So what would you do with this type of criticism? 

We can ignore it, as I suggested during my AmCham speech, or we can choose to expose it.  On this occasion, I decided to expose it.  This was my reply, “tell us your experience and share your insights. I am relating mine based on my experience here since 1979 and over 550 public speeches in Japan. Your comment doesn’t match with what I am suggesting from what I can see. What do you suggest that is diametrically opposed to what I am saying? I have published 373 blogs on LinkedIn on presenting in Japan and the same number of recordings for my podcast The Japan Presentations Series and published my book Japan Presentations Mastery as well as teaching the High Impact Presentations course. How about you - tell us what you have done?”.

**Exercises to complete**
[a] Say whether each statement agrees with the excerpt on answering criticism. Answer yes or no, and quote the text's deciding words.
(i) On this occasion, the writer chose to ignore the criticism.
(ii) The writer has given more than 550 public speeches in Japan.
(iii) The writer's podcast is called Japan Presentations Mastery.
[b] Answer these questions from the excerpt on answering criticism.
(i) In which speech did the writer suggest ignoring criticism?
(ii) Since what year has the writer been in Japan?
(iii) Which course does the writer teach?
[c] Extend the excerpt on answering criticism from where it stops.
The material after this text comes from a separate source.

**Dataset entries**
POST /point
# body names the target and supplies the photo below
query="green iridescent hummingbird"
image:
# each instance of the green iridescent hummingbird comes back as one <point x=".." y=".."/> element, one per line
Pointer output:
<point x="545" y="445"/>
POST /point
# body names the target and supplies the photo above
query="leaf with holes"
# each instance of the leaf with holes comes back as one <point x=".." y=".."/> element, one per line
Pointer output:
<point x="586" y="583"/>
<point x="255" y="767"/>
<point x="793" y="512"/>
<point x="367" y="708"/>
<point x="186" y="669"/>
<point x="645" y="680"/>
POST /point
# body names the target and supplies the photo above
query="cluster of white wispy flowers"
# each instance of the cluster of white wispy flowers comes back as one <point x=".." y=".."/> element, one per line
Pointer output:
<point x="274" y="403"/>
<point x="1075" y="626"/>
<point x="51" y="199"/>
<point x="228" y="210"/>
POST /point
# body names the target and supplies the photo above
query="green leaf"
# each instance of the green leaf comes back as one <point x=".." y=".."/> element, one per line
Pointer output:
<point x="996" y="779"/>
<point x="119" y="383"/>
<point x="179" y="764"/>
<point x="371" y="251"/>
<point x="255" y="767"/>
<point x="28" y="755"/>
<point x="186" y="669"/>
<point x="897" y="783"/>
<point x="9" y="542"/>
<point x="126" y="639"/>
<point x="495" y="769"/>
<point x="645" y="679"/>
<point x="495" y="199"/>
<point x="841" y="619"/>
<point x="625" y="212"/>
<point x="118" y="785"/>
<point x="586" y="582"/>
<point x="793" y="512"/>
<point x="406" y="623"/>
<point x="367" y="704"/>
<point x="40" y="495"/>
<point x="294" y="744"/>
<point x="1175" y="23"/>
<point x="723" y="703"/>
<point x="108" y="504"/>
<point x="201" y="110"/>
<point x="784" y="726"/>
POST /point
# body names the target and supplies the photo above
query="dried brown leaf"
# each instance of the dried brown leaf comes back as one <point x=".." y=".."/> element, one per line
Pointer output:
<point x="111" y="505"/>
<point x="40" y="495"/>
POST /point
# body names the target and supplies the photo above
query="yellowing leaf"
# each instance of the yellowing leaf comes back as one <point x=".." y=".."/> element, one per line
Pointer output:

**Answers given**
[a]
(i) No: "On this occasion, I decided to expose it."
(ii) Yes: "over 550 public speeches in Japan"
(iii) No: "my podcast The Japan Presentations Series and published my book Japan Presentations Mastery"

[b]
(i) The AmCham speech.
(ii) 1979.
(iii) The High Impact Presentations course.

[c]
As you see, I am heaping on my own credibility in my reply and asking the critic to pony up and tell us their credentials.  I chose this route for a simple reason. I have a very high profile here because I have published 7 books, including three best sellers, and release six audio podcasts and three video podcasts a week. I also pump out four additional videos a day through LinkedIn, Facebook, TikTok and Instagram and Threads.  You may not have this type of onslaught happening and can simply ignore the irritation.  I didn’t plan it this way, but I also drown out any critics, because of the constant flow of content I keep posting every day.  Their previous negative posting gets pushed down the fold in the screen and just disappears.  It remains high in their postings on their page, but is crushed by my new posts on my page and is soon forgotten.

In my reply, I made a special point of not criticising the person making the negative comment, but challenged them to put up and tell us what they would recommend.  This reply comes across as reasonable and not getting bogged down in the mud and the blood of personal recriminations. Never go there, because this is our public profile and we have to maintain our professional decorum.

Will I keep going in my responses, if they keep adding criticisms?  Probably not.  They have been challenged to show what they know. If they go the personal attack route, it is better to stand above the riffraff and ignore their salvos.  People reading the thread will see they have got no experience or expertise and will discount what they say as mere opinion.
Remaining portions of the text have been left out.